- **What the task requires**
Your output should be the lines of the data that follow, reproduced exactly from the first through the line bearing "positive clicks: (321, 374)".

---+---

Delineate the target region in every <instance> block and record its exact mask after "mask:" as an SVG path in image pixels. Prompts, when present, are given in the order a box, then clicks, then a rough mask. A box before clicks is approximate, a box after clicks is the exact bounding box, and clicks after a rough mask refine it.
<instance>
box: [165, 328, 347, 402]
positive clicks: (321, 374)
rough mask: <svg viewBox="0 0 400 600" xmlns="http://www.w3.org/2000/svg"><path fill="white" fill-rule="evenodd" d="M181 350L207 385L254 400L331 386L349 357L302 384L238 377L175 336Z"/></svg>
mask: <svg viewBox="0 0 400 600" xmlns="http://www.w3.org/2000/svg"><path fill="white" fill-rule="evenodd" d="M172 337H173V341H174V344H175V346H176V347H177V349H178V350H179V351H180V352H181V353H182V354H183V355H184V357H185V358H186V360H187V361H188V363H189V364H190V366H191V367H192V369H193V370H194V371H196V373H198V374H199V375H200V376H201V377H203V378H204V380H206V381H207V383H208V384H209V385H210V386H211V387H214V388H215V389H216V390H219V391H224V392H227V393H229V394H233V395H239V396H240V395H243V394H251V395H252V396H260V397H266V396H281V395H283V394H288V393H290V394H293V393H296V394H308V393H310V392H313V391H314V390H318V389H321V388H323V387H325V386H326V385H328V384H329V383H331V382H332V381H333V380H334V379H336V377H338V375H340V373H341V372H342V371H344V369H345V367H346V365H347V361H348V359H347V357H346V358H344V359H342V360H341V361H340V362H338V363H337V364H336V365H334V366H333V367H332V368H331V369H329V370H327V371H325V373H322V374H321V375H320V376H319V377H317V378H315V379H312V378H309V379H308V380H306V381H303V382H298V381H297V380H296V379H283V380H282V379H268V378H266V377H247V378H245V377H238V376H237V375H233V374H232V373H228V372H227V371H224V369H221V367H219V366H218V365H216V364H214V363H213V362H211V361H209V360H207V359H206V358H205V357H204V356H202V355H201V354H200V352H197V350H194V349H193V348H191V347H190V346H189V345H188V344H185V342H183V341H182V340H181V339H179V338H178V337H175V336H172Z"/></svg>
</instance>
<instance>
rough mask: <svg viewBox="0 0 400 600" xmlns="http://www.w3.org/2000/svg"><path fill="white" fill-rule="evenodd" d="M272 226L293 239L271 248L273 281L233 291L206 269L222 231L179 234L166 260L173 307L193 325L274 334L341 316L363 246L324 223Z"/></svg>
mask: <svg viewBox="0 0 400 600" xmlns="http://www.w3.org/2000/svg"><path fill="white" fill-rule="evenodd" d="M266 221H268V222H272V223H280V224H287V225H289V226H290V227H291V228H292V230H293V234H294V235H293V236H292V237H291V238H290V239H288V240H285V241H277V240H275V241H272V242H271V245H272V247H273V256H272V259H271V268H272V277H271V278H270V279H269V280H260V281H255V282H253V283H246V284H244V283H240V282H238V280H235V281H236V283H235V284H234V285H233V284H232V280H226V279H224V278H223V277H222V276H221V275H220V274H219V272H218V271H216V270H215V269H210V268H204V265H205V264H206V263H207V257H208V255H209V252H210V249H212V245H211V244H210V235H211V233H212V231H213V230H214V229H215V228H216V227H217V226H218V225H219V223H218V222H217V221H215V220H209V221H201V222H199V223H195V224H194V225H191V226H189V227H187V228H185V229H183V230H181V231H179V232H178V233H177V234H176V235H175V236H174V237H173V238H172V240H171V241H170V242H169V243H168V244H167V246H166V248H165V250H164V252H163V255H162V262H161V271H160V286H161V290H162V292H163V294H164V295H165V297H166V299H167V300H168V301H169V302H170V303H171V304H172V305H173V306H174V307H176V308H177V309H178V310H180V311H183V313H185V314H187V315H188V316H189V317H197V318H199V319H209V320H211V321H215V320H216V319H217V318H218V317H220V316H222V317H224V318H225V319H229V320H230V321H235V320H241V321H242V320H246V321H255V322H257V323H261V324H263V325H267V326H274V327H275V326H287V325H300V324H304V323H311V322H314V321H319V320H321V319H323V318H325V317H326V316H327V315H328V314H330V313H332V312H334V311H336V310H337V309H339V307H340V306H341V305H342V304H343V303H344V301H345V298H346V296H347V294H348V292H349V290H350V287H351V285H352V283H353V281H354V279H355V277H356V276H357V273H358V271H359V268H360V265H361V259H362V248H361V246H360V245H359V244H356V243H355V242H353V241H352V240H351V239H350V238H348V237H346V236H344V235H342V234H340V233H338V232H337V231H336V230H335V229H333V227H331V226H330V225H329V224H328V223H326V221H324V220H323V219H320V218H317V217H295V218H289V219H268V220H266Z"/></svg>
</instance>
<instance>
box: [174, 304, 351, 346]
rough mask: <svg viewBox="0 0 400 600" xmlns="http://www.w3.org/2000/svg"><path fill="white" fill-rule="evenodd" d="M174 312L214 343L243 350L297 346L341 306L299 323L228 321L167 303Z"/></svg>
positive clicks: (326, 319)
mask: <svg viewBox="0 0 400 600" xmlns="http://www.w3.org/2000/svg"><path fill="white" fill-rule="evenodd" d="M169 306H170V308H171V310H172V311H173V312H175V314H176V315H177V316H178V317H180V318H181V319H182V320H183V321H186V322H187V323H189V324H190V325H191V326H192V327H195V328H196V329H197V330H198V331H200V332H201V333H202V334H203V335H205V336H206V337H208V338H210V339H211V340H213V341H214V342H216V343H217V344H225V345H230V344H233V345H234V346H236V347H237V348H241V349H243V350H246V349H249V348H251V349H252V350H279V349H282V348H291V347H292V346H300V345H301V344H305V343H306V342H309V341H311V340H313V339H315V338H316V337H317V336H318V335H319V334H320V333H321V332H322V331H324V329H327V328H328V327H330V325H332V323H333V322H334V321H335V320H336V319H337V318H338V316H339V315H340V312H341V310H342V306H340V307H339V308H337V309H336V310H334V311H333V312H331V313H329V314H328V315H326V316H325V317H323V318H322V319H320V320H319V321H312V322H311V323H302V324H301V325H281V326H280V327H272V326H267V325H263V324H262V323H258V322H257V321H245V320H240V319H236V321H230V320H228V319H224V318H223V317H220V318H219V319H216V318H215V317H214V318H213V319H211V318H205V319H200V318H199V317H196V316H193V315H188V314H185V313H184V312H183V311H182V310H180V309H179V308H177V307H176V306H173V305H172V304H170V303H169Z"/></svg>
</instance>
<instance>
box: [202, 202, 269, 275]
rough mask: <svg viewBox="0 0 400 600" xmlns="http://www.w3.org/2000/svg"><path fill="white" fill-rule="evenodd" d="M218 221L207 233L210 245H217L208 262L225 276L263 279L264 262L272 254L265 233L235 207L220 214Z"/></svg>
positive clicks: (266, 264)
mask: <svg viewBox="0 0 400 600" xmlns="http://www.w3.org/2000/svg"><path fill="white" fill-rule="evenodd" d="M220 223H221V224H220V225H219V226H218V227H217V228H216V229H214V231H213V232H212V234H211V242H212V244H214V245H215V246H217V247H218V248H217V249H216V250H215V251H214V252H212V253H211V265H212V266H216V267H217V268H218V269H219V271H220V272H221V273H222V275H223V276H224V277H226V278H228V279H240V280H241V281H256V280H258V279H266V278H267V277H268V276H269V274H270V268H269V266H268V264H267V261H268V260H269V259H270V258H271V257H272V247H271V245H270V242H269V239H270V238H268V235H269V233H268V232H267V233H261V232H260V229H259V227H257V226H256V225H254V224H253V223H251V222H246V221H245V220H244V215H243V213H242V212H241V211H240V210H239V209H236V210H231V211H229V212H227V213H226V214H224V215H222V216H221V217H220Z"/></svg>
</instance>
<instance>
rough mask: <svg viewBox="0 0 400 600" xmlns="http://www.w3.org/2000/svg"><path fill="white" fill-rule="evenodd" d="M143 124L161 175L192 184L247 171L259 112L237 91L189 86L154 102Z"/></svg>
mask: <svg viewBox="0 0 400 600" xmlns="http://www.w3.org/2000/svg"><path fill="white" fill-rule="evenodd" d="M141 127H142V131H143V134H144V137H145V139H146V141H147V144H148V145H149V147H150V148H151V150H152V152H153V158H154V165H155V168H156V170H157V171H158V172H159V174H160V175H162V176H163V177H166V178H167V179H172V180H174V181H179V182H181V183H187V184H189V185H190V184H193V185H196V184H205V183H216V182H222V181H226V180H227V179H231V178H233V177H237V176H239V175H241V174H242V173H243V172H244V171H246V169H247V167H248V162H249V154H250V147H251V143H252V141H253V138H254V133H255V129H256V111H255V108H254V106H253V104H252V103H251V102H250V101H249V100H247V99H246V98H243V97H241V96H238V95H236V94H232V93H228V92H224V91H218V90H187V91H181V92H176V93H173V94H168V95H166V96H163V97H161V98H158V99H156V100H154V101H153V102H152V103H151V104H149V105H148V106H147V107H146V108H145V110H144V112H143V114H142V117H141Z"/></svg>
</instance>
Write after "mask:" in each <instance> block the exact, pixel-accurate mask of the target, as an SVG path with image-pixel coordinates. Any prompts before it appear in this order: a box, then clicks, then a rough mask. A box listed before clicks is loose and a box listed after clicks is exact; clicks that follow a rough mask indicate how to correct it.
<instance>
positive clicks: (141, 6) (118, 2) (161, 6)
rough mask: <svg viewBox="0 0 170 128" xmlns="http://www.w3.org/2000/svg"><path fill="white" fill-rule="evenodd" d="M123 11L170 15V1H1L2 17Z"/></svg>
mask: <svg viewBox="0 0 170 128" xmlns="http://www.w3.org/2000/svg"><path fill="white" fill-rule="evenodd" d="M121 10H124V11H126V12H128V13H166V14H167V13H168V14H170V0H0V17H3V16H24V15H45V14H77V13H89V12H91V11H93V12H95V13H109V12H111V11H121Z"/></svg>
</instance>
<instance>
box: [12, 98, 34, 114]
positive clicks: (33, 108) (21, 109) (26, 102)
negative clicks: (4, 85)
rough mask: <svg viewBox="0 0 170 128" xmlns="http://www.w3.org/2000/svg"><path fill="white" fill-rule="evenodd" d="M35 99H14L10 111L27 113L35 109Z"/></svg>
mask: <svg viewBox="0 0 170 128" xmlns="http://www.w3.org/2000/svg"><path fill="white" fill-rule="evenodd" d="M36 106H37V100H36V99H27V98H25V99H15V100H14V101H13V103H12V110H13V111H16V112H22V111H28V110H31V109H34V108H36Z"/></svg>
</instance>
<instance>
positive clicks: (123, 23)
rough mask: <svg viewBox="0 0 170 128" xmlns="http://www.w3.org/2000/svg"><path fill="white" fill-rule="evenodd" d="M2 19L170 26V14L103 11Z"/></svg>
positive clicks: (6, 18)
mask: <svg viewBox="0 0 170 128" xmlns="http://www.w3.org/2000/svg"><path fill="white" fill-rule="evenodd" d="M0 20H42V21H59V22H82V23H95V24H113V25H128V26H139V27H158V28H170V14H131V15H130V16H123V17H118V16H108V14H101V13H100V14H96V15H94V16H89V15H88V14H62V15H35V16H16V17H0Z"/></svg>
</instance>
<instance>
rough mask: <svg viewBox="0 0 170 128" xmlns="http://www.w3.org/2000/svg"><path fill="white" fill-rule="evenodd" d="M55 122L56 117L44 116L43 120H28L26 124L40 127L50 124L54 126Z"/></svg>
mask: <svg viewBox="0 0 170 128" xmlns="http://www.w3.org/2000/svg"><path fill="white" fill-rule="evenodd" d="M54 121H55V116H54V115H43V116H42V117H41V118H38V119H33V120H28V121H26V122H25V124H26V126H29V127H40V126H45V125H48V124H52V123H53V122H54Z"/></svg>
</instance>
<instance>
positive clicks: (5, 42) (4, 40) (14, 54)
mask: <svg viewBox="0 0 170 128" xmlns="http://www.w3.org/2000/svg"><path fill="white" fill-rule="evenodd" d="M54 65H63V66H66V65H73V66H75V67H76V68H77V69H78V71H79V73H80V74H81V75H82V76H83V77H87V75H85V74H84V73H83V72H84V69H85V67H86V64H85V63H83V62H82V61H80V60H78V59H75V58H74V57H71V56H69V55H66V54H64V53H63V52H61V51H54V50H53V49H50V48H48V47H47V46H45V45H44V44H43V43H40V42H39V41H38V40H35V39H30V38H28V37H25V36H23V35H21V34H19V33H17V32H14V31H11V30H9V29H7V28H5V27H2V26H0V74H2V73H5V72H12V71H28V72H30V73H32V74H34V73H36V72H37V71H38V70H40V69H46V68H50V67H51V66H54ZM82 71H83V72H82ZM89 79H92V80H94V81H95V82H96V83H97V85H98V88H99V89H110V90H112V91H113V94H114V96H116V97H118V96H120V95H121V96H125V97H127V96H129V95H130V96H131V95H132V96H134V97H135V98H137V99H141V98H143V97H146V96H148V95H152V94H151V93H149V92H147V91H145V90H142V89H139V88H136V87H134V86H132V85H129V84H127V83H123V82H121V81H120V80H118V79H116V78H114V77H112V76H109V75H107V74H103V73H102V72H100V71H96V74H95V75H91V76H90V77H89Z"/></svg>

---+---

- **Expected answer**
Delineate the target region in every <instance> block and record its exact mask after "mask:" as an SVG path in image pixels. Prompts, when present, are given in the order a box, then clicks, then a rough mask. A box before clicks is approximate, a box after clicks is the exact bounding box, and clicks after a rough mask refine it.
<instance>
box: [165, 328, 347, 402]
positive clicks: (321, 374)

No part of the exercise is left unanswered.